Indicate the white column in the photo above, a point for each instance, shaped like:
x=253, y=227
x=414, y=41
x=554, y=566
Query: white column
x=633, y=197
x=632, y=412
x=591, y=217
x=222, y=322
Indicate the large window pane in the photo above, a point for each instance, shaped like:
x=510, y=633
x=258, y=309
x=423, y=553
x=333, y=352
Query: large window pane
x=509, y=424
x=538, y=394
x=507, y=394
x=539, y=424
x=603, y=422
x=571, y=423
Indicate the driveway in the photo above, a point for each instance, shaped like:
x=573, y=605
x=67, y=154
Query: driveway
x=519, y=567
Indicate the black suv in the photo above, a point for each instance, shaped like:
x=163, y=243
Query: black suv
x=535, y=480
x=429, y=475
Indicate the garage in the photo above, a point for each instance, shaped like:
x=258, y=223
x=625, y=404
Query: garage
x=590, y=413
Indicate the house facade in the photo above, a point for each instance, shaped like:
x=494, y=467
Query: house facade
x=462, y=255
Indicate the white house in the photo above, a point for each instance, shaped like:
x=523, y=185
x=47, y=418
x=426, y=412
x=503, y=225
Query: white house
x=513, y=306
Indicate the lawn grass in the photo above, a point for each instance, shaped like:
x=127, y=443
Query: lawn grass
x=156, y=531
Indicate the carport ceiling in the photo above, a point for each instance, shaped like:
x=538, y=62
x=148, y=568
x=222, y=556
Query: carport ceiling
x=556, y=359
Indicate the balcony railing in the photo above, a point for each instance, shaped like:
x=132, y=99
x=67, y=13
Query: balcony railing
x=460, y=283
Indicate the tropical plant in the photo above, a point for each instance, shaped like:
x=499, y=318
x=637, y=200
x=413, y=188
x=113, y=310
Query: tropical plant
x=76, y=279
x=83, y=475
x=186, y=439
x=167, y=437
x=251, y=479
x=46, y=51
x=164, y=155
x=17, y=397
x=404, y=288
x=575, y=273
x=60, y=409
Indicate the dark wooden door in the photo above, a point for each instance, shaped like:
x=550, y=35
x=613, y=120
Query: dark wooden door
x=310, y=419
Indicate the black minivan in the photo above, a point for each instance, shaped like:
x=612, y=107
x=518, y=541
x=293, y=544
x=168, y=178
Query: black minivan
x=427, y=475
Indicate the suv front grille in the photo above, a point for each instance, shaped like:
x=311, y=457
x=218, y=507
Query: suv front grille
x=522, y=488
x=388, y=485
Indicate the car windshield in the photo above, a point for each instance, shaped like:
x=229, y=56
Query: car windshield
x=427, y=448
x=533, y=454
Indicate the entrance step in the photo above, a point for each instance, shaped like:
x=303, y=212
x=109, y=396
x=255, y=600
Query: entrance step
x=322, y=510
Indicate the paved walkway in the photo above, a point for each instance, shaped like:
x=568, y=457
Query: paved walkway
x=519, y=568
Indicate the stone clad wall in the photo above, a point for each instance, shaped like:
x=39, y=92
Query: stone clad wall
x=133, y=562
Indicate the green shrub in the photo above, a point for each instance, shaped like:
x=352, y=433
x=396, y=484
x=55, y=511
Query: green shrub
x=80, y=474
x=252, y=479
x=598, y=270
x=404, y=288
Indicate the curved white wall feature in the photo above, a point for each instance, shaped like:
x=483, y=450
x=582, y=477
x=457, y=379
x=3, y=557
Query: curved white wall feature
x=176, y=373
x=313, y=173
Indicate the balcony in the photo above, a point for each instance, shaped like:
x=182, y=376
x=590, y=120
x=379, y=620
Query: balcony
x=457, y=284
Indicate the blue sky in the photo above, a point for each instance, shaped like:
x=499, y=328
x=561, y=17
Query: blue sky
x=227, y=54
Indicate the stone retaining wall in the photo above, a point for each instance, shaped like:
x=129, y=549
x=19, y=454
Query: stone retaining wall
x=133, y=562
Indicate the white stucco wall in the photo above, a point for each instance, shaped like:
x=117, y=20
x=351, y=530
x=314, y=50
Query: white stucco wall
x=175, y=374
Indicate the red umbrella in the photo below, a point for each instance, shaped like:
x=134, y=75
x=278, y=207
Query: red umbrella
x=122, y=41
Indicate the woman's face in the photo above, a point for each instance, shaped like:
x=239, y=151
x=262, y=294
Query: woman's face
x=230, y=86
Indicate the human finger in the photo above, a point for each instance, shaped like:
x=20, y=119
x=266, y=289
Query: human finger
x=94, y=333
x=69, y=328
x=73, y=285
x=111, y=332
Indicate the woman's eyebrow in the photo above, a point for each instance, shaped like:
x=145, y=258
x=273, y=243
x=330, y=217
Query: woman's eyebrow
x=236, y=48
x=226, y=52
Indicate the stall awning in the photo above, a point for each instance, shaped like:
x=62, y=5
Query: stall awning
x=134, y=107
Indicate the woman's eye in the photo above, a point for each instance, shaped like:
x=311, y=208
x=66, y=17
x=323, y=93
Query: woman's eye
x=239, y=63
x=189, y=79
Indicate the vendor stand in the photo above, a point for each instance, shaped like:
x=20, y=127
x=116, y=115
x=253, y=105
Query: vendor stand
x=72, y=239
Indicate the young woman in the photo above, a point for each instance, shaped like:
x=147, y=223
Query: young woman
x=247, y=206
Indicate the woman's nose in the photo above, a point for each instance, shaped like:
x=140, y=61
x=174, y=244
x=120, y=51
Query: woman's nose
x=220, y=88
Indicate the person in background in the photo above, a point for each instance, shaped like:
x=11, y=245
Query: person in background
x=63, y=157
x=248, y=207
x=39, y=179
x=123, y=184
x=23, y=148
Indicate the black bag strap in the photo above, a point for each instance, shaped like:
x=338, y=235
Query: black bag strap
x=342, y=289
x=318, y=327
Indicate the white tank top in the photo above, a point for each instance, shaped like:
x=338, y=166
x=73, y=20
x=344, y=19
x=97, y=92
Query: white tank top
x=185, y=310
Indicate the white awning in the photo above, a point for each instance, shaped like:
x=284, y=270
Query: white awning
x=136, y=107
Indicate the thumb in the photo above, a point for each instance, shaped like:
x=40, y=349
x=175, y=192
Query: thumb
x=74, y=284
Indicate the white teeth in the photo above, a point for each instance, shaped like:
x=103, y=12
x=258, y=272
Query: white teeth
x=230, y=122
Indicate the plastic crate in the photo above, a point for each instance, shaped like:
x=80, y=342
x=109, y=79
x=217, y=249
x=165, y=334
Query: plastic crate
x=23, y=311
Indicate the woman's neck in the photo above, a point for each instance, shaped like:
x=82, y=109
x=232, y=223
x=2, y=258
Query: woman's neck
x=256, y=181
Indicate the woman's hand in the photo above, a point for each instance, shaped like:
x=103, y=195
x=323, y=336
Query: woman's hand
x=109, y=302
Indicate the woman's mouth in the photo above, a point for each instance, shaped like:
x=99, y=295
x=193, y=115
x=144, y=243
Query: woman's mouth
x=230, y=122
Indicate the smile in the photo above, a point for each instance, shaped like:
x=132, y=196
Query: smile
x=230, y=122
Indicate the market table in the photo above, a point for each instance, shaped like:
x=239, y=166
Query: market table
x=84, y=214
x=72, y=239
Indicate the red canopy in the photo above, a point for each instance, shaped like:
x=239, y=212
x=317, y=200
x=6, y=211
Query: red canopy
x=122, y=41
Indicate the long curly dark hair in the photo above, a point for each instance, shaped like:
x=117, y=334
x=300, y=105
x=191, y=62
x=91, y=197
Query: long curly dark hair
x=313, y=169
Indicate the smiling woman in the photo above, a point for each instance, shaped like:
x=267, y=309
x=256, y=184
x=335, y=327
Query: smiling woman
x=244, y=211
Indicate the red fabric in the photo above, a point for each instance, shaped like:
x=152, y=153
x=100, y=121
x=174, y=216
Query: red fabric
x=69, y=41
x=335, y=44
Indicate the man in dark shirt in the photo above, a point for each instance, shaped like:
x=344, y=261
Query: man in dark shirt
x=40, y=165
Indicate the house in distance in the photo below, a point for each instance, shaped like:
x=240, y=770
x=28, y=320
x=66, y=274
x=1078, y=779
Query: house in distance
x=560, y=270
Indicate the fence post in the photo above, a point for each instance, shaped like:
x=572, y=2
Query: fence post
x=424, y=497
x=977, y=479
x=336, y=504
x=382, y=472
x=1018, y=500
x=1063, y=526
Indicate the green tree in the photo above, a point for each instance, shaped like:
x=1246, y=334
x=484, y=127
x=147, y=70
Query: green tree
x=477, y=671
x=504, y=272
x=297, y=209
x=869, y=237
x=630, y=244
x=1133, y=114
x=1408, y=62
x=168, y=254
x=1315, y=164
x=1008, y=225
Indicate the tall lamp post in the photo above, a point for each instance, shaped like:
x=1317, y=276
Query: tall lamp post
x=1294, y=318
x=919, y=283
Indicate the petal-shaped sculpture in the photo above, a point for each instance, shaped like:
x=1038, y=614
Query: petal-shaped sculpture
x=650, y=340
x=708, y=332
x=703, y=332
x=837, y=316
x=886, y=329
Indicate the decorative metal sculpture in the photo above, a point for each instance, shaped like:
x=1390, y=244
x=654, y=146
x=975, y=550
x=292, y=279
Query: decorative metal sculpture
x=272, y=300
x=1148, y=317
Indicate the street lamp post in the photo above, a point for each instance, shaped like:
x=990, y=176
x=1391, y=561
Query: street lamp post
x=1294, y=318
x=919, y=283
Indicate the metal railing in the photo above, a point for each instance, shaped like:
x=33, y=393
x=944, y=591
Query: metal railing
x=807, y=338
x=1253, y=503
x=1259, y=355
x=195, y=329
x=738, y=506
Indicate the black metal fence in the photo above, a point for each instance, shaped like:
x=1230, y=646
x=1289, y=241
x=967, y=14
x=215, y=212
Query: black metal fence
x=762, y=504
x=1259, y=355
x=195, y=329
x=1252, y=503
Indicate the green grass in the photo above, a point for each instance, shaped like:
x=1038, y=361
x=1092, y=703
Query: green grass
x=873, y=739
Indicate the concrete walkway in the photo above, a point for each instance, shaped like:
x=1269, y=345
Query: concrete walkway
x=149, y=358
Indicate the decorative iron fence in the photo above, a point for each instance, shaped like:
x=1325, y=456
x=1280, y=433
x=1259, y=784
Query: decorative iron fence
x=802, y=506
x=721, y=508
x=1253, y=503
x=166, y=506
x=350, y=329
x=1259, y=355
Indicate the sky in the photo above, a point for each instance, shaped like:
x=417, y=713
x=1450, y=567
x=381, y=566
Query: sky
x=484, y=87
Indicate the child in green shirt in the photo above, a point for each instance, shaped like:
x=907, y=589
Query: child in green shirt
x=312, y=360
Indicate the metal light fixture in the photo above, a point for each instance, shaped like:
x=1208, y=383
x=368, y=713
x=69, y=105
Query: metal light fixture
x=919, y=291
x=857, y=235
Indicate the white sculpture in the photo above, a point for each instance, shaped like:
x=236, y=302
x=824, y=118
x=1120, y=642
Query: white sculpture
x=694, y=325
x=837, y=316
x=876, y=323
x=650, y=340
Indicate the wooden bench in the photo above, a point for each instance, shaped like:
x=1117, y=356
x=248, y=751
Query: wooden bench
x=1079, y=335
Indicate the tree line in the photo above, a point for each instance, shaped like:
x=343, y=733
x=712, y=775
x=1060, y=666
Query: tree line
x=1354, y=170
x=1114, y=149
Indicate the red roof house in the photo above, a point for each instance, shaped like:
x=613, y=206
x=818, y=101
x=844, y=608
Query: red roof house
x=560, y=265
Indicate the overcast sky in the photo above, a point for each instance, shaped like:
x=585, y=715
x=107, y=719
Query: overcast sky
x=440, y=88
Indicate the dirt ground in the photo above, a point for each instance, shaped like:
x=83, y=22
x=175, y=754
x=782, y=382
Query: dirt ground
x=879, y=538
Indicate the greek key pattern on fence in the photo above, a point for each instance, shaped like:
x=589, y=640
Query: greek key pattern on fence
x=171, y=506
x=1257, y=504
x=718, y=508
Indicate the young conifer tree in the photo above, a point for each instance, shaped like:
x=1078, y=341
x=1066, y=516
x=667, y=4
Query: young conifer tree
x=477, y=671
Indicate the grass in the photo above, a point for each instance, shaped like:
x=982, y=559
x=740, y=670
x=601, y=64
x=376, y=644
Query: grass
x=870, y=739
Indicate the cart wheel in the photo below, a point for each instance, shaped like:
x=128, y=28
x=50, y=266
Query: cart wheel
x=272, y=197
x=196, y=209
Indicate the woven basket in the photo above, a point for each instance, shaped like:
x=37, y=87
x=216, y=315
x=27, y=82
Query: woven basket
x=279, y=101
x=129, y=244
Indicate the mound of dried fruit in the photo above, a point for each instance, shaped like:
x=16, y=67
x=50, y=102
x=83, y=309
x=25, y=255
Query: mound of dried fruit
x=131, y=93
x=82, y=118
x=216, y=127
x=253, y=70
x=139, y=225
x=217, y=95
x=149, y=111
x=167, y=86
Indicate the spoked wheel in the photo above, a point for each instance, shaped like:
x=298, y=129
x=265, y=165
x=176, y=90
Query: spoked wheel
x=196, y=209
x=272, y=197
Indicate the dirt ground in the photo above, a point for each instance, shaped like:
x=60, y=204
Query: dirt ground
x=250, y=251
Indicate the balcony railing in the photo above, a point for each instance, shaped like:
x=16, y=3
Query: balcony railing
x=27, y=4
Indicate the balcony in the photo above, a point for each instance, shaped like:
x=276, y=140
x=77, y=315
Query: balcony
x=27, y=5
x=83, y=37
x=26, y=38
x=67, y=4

+ + + +

**DESCRIPTION OF THE TASK:** The lines to return begin at the first line of the records and end at the line holding "x=333, y=352"; please return them exactly, including both, and nothing beyond.

**FINISHED TASK:**
Indicate the white column in the photo above, a point for each instance, shaped like:
x=253, y=227
x=414, y=41
x=554, y=566
Query: white column
x=633, y=197
x=632, y=412
x=591, y=217
x=222, y=322
Indicate the large window pane in the photo above, a point for each instance, shaped like:
x=510, y=633
x=258, y=309
x=423, y=553
x=333, y=352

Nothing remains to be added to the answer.